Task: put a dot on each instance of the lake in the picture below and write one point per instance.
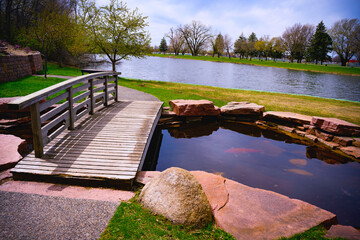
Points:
(264, 159)
(239, 76)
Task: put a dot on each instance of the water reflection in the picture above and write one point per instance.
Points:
(265, 159)
(239, 76)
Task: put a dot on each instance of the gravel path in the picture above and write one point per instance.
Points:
(32, 216)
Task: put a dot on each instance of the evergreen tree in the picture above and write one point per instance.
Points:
(320, 44)
(163, 46)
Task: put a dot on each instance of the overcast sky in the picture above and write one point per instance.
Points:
(264, 17)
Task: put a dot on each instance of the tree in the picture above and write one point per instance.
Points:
(163, 46)
(251, 45)
(227, 44)
(117, 31)
(219, 42)
(176, 40)
(320, 44)
(297, 40)
(344, 34)
(240, 46)
(196, 36)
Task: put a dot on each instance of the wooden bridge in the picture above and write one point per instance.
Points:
(73, 141)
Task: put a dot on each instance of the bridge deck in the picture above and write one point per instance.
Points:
(109, 145)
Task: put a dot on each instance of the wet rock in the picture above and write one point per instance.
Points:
(194, 108)
(341, 231)
(253, 213)
(323, 136)
(288, 117)
(352, 151)
(343, 141)
(336, 126)
(9, 154)
(242, 108)
(178, 196)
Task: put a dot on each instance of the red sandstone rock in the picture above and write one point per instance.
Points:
(194, 108)
(9, 154)
(323, 136)
(242, 108)
(347, 232)
(287, 117)
(252, 213)
(336, 126)
(343, 141)
(352, 151)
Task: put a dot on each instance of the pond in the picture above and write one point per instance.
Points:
(239, 76)
(265, 159)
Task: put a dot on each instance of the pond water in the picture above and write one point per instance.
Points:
(267, 160)
(239, 76)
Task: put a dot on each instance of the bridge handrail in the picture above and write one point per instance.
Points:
(96, 89)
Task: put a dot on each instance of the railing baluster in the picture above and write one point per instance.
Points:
(106, 90)
(92, 102)
(36, 129)
(71, 108)
(116, 89)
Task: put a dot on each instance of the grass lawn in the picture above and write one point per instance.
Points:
(131, 221)
(334, 69)
(313, 106)
(54, 69)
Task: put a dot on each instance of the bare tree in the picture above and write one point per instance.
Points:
(227, 44)
(297, 39)
(345, 36)
(196, 36)
(176, 40)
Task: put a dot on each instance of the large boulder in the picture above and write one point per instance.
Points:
(336, 126)
(194, 108)
(177, 195)
(242, 108)
(288, 117)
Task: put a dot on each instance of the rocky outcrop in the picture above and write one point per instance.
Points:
(242, 108)
(194, 108)
(177, 195)
(336, 126)
(9, 154)
(287, 117)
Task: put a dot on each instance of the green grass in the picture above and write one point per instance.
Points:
(131, 221)
(333, 69)
(54, 69)
(26, 85)
(313, 106)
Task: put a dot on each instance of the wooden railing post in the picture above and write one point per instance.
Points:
(36, 129)
(106, 90)
(71, 109)
(92, 102)
(116, 89)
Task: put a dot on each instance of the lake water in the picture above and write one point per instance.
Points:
(264, 159)
(239, 76)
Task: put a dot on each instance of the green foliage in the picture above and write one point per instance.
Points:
(26, 85)
(320, 44)
(115, 30)
(131, 221)
(163, 46)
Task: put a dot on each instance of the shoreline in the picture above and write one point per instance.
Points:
(254, 64)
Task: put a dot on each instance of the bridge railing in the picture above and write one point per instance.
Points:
(65, 103)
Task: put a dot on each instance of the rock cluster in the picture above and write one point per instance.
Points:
(177, 195)
(332, 132)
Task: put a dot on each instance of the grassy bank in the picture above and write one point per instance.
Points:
(313, 106)
(333, 69)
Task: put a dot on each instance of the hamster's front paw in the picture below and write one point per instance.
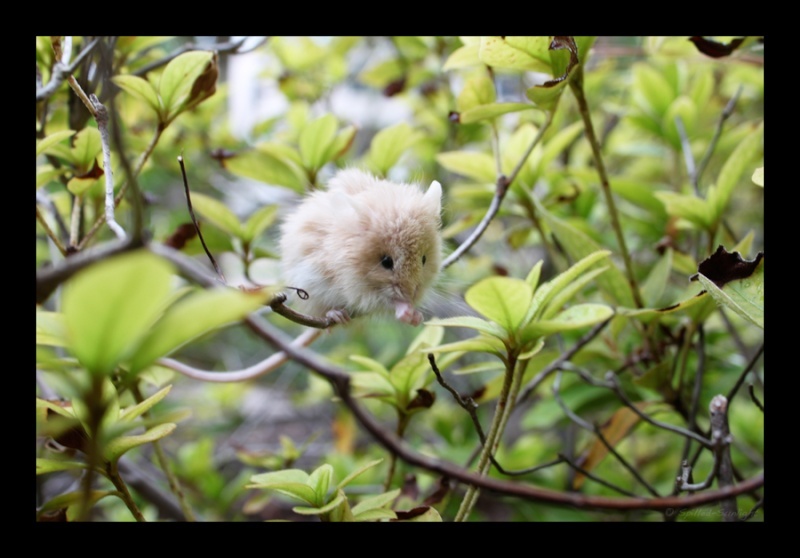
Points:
(406, 313)
(340, 316)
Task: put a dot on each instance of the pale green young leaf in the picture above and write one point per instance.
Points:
(516, 53)
(321, 509)
(574, 317)
(430, 336)
(389, 144)
(375, 502)
(139, 409)
(489, 111)
(503, 300)
(579, 245)
(743, 296)
(651, 90)
(371, 364)
(194, 316)
(688, 207)
(559, 299)
(656, 281)
(44, 466)
(548, 291)
(738, 162)
(85, 149)
(477, 91)
(270, 166)
(258, 222)
(110, 306)
(179, 77)
(471, 322)
(320, 481)
(464, 56)
(117, 447)
(50, 328)
(315, 141)
(353, 475)
(472, 164)
(51, 139)
(141, 89)
(217, 213)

---

*WHAT THE EXERCISE ASKS:* Some lines above contain the word "lake". Copy each of them.

*OUTPUT BELOW:*
Task: put a dot on each instance of the lake in the picture below and write one point per instance.
Task: put a dot on each instance of the lake water in the picture above and write one point per instance.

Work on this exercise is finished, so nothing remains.